RECORDS SHOWN »
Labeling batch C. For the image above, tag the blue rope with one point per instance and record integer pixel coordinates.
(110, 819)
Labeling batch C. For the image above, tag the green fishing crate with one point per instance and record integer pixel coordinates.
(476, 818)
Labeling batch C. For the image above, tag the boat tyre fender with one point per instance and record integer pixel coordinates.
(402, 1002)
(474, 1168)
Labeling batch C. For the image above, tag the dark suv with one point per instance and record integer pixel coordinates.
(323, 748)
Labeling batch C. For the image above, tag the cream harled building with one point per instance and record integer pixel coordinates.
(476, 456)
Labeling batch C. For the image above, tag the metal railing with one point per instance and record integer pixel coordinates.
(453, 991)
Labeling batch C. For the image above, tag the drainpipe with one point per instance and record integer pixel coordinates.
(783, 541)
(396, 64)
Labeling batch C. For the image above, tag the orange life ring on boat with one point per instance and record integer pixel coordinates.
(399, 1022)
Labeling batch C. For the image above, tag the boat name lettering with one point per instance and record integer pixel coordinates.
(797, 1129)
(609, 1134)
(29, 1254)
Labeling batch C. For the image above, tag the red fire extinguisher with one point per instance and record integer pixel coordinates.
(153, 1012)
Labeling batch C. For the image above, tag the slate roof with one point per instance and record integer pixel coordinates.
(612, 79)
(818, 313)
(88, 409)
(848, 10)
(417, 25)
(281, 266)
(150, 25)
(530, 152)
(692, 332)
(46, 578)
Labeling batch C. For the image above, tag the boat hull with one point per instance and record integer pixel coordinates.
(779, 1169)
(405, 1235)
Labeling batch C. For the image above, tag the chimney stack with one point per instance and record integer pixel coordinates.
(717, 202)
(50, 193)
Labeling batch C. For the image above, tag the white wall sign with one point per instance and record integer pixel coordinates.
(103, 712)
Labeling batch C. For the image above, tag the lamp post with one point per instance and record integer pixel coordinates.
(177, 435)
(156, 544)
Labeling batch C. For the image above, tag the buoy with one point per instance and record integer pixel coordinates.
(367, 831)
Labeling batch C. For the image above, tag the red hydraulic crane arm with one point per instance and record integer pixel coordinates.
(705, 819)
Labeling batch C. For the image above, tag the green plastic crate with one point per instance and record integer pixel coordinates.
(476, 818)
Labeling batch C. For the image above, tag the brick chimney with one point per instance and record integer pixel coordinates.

DO THIS » What do the records say? Quote them all exactly.

RESULT OF THE EXERCISE »
Labeling batch C. For the image above, tag the blue rope with one point per instance and record integer pixel coordinates.
(110, 819)
Labeling batch C. For the image above, tag the green fishing crate with one point per instance and record integer pixel coordinates.
(476, 818)
Labeling batch C. For the image above, tag the boat tyre fender with one point per instance and record integer pixel coordinates.
(402, 1002)
(474, 1168)
Labeling batch C. For the image above, tag the dark suv with one point per instance and record integer pixel coordinates.
(323, 748)
Labeling batch C. For the image above, tag the cream harled building with one point per instance and record integer pixel coordinates.
(476, 456)
Labeling batch C. For the image above, tag the metal railing with one point per instance and record integer pixel coordinates.
(453, 991)
Labeling batch C. For the image above, tag the drainpipe with one point per instance and record integer pixel coordinates.
(783, 541)
(396, 64)
Labeling batch C. For the image above, tag the orange life ring on boat with one point per instance and record integer pixel coordinates.
(399, 1022)
Labeling batch C. For the image above, tag the boat name lettering with one point per instance and record integer pixel coordinates.
(797, 1129)
(609, 1134)
(29, 1254)
Labeling batch C. For the image above, tag the red fire extinguisher with one point per instance and record integer pixel coordinates.
(153, 1012)
Labeling batch C. For the image above, tag the slate roof with one point per instance and record integer pixel coordinates.
(612, 79)
(818, 313)
(88, 409)
(848, 10)
(417, 25)
(281, 266)
(150, 25)
(530, 152)
(692, 332)
(46, 578)
Labeling batch C. For the image above, tag the boat hull with one point per instance and record integer pixel coordinates.
(779, 1169)
(405, 1235)
Labeling batch C. For the image above, tag the chimney stack with one point per instance and record integer pixel coordinates.
(717, 202)
(50, 193)
Labeling batch C. For the image above, tag the white wall sign with one point per instance and record integer pixel coordinates.
(103, 712)
Labeling batch C. For the image above, tag the lamp post with one point per instance and record integer pixel coordinates.
(177, 435)
(156, 544)
Labeling batch C. For the image above, tag the buoy with one point per instance and record integer pixel coordinates.
(367, 831)
Labeling batch C. For the image above, tag the red hydraulic crane arm with one point per instance and record integer pixel coordinates.
(705, 819)
Labeling batch C. For the image above, tag the green plastic crate with one point per instance and record integer pixel coordinates.
(476, 818)
Labeling batch C. For the image above, tag the brick chimney with one point per instance and record integer pixel coordinates.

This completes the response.